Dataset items
++++++++

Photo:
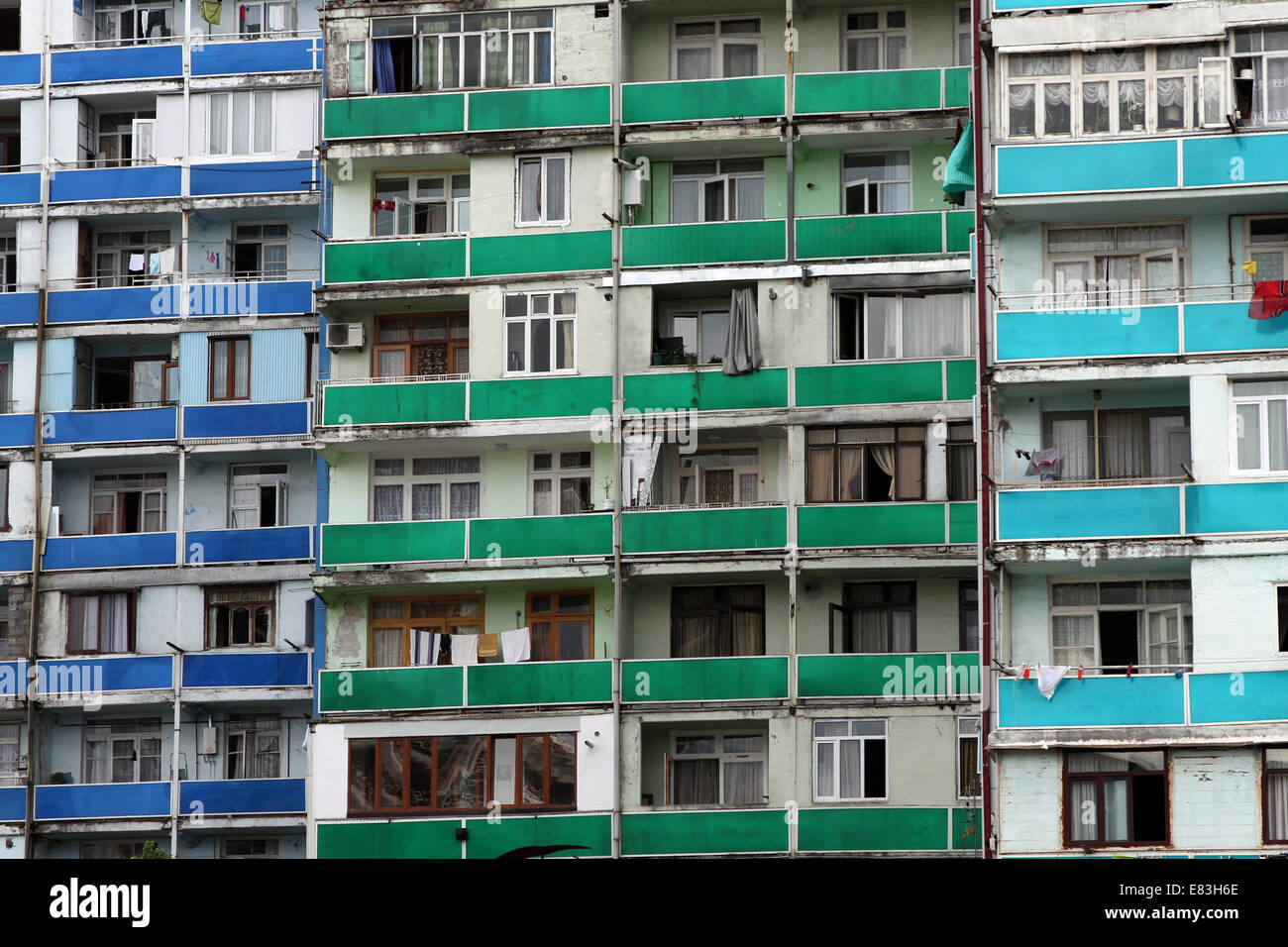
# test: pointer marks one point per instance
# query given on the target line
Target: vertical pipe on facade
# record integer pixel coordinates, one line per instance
(617, 429)
(984, 594)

++++++++

Task prompt. Throughout the listing, change every "instance" to "object" and write the lines out again with nothing else altered. Leave the pictures out.

The result.
Photo:
# test: pointer marks one point per object
# query given on the target line
Target: vertical pipe on facade
# record integer pixel coordinates, one line per object
(617, 429)
(984, 594)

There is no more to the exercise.